Stored entries:
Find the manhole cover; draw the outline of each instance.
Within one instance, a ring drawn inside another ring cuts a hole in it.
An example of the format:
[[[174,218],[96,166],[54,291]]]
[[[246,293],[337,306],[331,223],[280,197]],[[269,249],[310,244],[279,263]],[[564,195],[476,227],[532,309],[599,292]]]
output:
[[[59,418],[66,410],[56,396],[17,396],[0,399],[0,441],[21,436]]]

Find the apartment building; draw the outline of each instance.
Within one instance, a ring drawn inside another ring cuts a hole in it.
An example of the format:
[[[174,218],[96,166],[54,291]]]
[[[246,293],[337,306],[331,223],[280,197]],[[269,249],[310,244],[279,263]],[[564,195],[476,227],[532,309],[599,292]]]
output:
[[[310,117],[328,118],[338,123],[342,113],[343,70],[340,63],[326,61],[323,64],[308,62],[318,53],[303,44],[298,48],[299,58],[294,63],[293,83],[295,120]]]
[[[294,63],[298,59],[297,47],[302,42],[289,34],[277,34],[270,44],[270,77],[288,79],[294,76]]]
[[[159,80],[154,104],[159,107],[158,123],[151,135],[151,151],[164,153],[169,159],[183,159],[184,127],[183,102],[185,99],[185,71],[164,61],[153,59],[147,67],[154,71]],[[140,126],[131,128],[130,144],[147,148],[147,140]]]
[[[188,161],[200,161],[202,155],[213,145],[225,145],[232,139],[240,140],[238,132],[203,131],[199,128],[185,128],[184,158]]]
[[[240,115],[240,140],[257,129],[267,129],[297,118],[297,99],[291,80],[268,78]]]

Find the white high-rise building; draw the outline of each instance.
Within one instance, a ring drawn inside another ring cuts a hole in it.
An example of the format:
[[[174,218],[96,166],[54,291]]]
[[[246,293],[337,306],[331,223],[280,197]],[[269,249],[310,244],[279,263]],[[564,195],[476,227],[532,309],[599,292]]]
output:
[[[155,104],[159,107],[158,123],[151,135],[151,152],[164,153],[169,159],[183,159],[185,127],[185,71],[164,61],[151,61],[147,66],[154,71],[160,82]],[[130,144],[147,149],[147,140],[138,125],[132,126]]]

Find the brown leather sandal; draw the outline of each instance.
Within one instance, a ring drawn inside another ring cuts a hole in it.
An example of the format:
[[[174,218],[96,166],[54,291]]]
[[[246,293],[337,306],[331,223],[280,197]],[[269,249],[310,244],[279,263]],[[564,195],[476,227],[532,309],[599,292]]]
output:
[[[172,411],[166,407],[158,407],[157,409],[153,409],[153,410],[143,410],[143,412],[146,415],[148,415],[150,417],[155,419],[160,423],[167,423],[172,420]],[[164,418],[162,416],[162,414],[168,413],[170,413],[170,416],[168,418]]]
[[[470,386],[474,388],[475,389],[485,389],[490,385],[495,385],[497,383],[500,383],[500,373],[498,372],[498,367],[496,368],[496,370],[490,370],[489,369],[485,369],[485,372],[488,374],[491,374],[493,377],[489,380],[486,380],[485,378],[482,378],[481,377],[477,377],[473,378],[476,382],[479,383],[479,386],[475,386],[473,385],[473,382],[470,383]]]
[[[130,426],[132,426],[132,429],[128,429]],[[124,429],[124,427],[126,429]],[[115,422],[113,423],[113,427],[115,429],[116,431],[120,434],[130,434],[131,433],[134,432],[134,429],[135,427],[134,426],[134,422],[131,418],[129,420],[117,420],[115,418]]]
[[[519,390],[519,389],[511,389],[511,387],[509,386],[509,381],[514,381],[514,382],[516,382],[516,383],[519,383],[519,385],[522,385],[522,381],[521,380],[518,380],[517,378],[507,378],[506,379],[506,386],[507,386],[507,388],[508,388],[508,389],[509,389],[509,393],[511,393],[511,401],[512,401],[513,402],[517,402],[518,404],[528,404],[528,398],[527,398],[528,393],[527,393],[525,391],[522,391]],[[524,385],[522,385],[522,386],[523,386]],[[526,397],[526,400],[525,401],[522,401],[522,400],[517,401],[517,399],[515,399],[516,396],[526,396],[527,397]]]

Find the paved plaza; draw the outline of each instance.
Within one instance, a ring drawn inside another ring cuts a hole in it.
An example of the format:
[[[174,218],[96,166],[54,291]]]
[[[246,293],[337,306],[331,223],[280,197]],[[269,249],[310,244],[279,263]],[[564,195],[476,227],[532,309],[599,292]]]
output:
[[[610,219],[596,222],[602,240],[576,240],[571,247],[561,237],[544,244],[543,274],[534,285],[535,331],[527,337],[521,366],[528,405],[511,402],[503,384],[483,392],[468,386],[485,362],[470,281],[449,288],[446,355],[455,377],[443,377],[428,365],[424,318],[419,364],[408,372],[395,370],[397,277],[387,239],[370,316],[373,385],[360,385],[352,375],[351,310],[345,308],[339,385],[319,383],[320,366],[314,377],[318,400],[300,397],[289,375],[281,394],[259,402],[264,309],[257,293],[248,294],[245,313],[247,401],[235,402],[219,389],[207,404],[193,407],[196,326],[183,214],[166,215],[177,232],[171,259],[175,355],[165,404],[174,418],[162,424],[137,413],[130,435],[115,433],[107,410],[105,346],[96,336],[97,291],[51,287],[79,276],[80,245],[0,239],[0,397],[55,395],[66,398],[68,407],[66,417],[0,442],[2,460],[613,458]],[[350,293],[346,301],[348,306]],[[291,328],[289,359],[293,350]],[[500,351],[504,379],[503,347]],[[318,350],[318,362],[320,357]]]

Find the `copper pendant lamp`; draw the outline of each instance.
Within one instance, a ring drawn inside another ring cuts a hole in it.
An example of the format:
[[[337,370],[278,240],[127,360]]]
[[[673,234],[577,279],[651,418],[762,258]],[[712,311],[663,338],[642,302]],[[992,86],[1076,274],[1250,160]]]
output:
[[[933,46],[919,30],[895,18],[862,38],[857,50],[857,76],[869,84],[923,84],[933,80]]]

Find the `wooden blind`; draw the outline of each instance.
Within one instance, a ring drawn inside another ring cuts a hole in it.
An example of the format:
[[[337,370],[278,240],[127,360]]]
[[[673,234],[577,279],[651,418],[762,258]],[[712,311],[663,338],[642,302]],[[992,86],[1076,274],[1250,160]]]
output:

■ The problem
Copy all of the stored entries above word for word, changing nothing.

■ Solution for this task
Find the manhole cover; draw the outline of each instance.
Within one instance, a ring drawn inside another ring cuts a hole in it.
An example of the format:
[[[174,218],[96,166],[54,291]]]
[[[246,293],[337,306],[331,223],[280,197]],[[269,249],[310,244],[279,263]],[[564,195],[476,227],[532,309],[599,292]]]
output:
[[[59,418],[66,410],[56,396],[17,396],[0,399],[0,441],[21,436]]]

Find the apartment building; draw the outline of each instance.
Within one instance, a ring drawn inside another ring cuts a hole in it.
An example of the format:
[[[174,218],[96,166],[54,291]]]
[[[246,293],[337,306],[331,223],[280,197]],[[269,249],[310,244],[279,263]],[[564,195],[476,227],[532,309],[599,292]]]
output:
[[[310,117],[328,118],[338,123],[342,113],[343,70],[340,63],[326,61],[323,64],[308,62],[318,53],[303,44],[298,48],[299,58],[294,63],[293,83],[295,120]]]
[[[294,63],[298,59],[297,47],[302,42],[289,34],[277,34],[270,44],[270,77],[288,79],[294,76]]]
[[[159,80],[154,104],[159,107],[158,123],[151,135],[151,151],[164,153],[169,159],[183,159],[184,127],[183,102],[185,99],[185,71],[164,61],[153,59],[147,67],[154,71]],[[140,126],[131,128],[130,144],[147,148],[147,140]]]
[[[188,161],[200,161],[202,155],[213,145],[225,145],[232,139],[240,140],[238,132],[203,131],[199,128],[185,128],[184,158]]]
[[[240,115],[240,140],[257,129],[267,129],[297,118],[297,99],[291,80],[268,78]]]

Find the white high-rise building; draw the outline of each instance.
Within one instance, a ring drawn inside another ring cuts a hole in it.
An example of the format:
[[[174,218],[96,166],[54,291]]]
[[[246,293],[337,306],[331,223],[280,197]],[[269,249],[310,244],[279,263]],[[564,195],[476,227],[532,309],[599,292]]]
output:
[[[155,104],[159,107],[158,123],[151,135],[151,152],[164,153],[169,159],[183,159],[185,127],[185,71],[164,61],[151,61],[147,66],[154,71],[160,82]],[[130,144],[147,149],[147,140],[138,125],[132,126]]]

Find the brown leather sandal; draw the outline of each instance.
Within one instance, a ring drawn inside another ring cuts a hole in it.
An example of the format:
[[[174,218],[96,166],[54,291]]]
[[[246,293],[337,306],[331,223],[280,197]],[[269,249],[310,244],[279,263]],[[564,195],[476,227],[532,309],[599,292]]]
output:
[[[172,411],[166,407],[158,407],[157,409],[153,409],[153,410],[143,410],[143,412],[146,415],[148,415],[150,417],[155,419],[160,423],[167,423],[172,420]],[[164,418],[162,416],[162,414],[168,413],[170,413],[170,416],[168,418]]]
[[[470,386],[474,388],[475,389],[485,389],[490,385],[495,385],[497,383],[500,383],[500,373],[498,372],[498,367],[496,368],[496,370],[490,370],[489,369],[485,369],[485,372],[488,374],[491,374],[493,377],[489,380],[486,380],[485,378],[482,378],[481,377],[477,377],[473,378],[476,382],[479,383],[479,386],[475,386],[473,385],[473,382],[470,383]]]
[[[130,426],[132,426],[132,429],[128,429]],[[124,429],[124,427],[126,429]],[[115,422],[113,423],[113,427],[115,429],[116,431],[120,434],[130,434],[131,433],[134,432],[134,429],[135,427],[134,426],[134,422],[131,418],[129,420],[117,420],[115,418]]]
[[[519,390],[519,389],[511,389],[511,387],[509,386],[509,381],[514,381],[514,382],[516,382],[516,383],[519,383],[519,385],[522,385],[522,381],[521,380],[518,380],[517,378],[507,378],[506,379],[506,386],[507,386],[507,388],[508,388],[508,389],[509,389],[509,393],[511,393],[511,401],[512,401],[513,402],[517,402],[518,404],[528,404],[528,398],[527,398],[528,393],[527,393],[525,391],[522,391]],[[524,385],[522,385],[522,386],[523,386]],[[526,397],[526,400],[525,401],[522,401],[522,400],[517,401],[517,399],[515,399],[516,396],[526,396],[527,397]]]

Find the paved plaza; draw the outline of each instance.
Within one instance, a ring drawn inside another ring cuts a hole in it.
An example of the format:
[[[174,218],[96,166],[54,291]]]
[[[246,293],[337,306],[331,223],[280,197]],[[269,249],[310,244],[279,263]],[[564,195],[476,227],[532,309],[599,292]]]
output:
[[[610,219],[596,222],[602,240],[576,240],[571,247],[561,237],[544,244],[543,274],[534,285],[535,331],[527,337],[521,366],[528,405],[511,402],[503,384],[483,392],[468,386],[485,362],[470,281],[449,288],[446,355],[455,377],[443,377],[428,365],[424,318],[419,364],[408,372],[395,370],[397,277],[387,239],[370,316],[373,385],[360,385],[352,375],[351,310],[345,308],[339,385],[319,383],[320,366],[314,377],[318,400],[300,397],[289,375],[281,394],[259,402],[264,309],[257,293],[248,294],[245,313],[247,401],[235,402],[219,389],[207,404],[193,407],[196,326],[183,214],[166,215],[177,232],[171,259],[175,355],[165,404],[174,418],[162,424],[137,413],[130,435],[115,433],[107,410],[105,346],[96,336],[97,291],[51,287],[79,276],[80,245],[0,239],[0,397],[55,395],[66,398],[68,407],[66,417],[0,442],[2,460],[613,458]],[[350,293],[346,301],[348,306]],[[291,328],[289,359],[293,350]],[[500,351],[504,379],[503,347]],[[318,350],[318,362],[320,357]]]

Find the `copper pendant lamp`; draw the outline of each instance.
Within one instance, a ring drawn inside another ring cuts a hole in it.
An example of the format:
[[[337,370],[278,240],[127,360]]]
[[[673,234],[577,279],[651,418],[762,258]],[[712,311],[663,338],[642,302]],[[992,86],[1076,274],[1250,160]]]
output:
[[[933,46],[919,30],[895,18],[862,38],[857,50],[857,76],[869,84],[923,84],[933,80]]]

Find the `wooden blind`; draw the outline of each instance.
Within one instance, a ring drawn inside another ring cuts a hole in it.
An example of the format:
[[[337,370],[278,240],[127,360]]]
[[[673,234],[577,279],[651,418],[762,258]],[[712,311],[663,338],[642,302]],[[992,86],[1076,274],[1250,160]]]
output:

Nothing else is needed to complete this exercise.